Provided text ::
----

Lincoln-Mercury gained its first minivan for 1993, introducing the Mercury Villager (see below).  The first front-wheel drive van marketed by Ford Motor Company, the Villager was slotted between the two sizes of Chrysler minivans.  With the exception of the Topaz compact and Cougar coupe, the entire Mercury line was renewed between 1991 and 1992, leading for sales to increase to over 480,000 (their highest level since the 1978 all-time high).

1994 saw the end of two long-running Mercury model lines.  The Capri was discontinued for the third and final time; along with declining sales, its Mazda donor platform ended production.  The Topaz (the oldest Mercury line) was also retired, remaining in production nearly unchanged since 1988 (1984 for the coupe).

For 1995, the Mercury Mystique was introduced to replace the long-running Topaz sedan (the Topaz coupe was not replaced).  A counterpart of the Ford Contour, the Mystique was developed from the Ford Mondeo "world car" introduced in 1992.  While the Mondeo was developed as a mid-size car in Europe, in North America, the Contour/Mystique fell closer in size to compact-size sedans, leading to negative receptions for small interior dimensions (in comparison to competitive vehicles).  The Grand Marquis underwent a mid-cycle revision; along with minor updates to the exterior, the interior was redesigned.

----

Record set ::
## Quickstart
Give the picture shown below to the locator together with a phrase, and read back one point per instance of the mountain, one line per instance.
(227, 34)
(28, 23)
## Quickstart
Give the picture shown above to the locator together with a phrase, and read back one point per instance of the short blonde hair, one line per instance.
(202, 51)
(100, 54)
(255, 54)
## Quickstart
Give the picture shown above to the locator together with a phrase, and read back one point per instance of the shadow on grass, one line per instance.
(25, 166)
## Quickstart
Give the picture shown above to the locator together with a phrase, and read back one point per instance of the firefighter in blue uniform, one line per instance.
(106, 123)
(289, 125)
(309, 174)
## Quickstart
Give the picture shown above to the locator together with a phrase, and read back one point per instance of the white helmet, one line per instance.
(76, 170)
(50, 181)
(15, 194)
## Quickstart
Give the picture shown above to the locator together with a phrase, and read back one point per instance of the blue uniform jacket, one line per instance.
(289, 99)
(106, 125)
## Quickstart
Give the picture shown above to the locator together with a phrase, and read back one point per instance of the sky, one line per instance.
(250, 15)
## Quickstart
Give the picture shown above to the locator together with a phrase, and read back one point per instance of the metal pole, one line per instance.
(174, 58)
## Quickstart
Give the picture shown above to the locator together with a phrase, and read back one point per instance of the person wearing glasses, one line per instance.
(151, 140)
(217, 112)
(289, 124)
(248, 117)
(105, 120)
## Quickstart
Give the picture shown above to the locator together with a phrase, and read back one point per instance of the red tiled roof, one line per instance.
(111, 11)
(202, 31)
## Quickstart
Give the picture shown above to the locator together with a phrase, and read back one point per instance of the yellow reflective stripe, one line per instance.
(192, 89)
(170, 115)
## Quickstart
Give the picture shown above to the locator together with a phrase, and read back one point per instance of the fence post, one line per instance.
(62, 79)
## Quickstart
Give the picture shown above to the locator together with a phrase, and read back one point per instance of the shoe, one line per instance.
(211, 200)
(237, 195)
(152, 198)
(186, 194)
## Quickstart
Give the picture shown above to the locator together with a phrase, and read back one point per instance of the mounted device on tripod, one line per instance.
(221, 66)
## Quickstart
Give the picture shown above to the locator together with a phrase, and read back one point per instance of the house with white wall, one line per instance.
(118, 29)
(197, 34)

----

Job 1 ::
Answer these questions using the text on Mercury models.
(a) What was Lincoln-Mercury's first minivan?
(b) Which Mercury line is called the oldest?
(c) Which Ford car was the Mystique a counterpart of?
Job 2 :: Reproduce word for word the part of the text on Mercury models starting at "1994 saw the" and ending at "for the coupe).".

Solution 1 ::
(a) The Mercury Villager
(b) The Topaz
(c) The Ford Contour

Solution 2 ::
1994 saw the end of two long-running Mercury model lines.  The Capri was discontinued for the third and final time; along with declining sales, its Mazda donor platform ended production.  The Topaz (the oldest Mercury line) was also retired, remaining in production nearly unchanged since 1988 (1984 for the coupe).